▸ **Goal of the exercise**: Down to the last line, transcribe the records verbatim and exclude the images.

▼

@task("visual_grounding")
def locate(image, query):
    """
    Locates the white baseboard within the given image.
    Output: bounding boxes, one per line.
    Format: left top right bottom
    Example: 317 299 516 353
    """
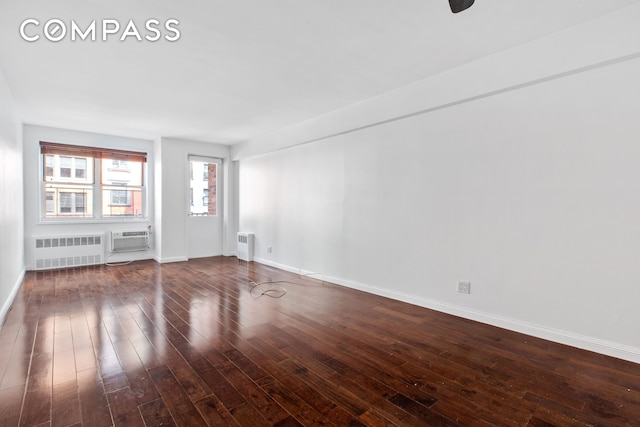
252 258 640 364
0 268 25 327
253 257 303 273
154 256 188 264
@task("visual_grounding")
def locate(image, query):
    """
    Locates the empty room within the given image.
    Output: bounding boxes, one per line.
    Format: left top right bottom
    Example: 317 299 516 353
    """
1 1 639 426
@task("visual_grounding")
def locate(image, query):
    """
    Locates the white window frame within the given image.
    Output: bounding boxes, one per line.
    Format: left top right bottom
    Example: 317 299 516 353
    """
187 155 220 217
40 142 148 222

▲

▸ **Exercise output**:
@task("visual_grounding")
def locate(image, query):
    """
    Locates the white baseboard within the given image.
    Output: bounding boxes, one per line.
    Format: left top right bottom
    Example: 317 299 516 353
    """
252 258 640 364
0 268 25 327
253 257 303 273
154 256 188 264
@task("visual_grounding")
def locate(image, query):
    """
    Locates the empty room within the given image.
    Output: bounding boxes, one per line.
    Format: left top right bottom
    Example: 317 299 516 353
    """
1 1 639 426
@task("visual_grounding")
def locate(image, query):
    """
    Locates the white window frame within the given image.
    Output: bounding boxes, one per line.
    Format: left top right bottom
    Example: 317 299 516 353
    """
187 155 220 217
40 142 148 222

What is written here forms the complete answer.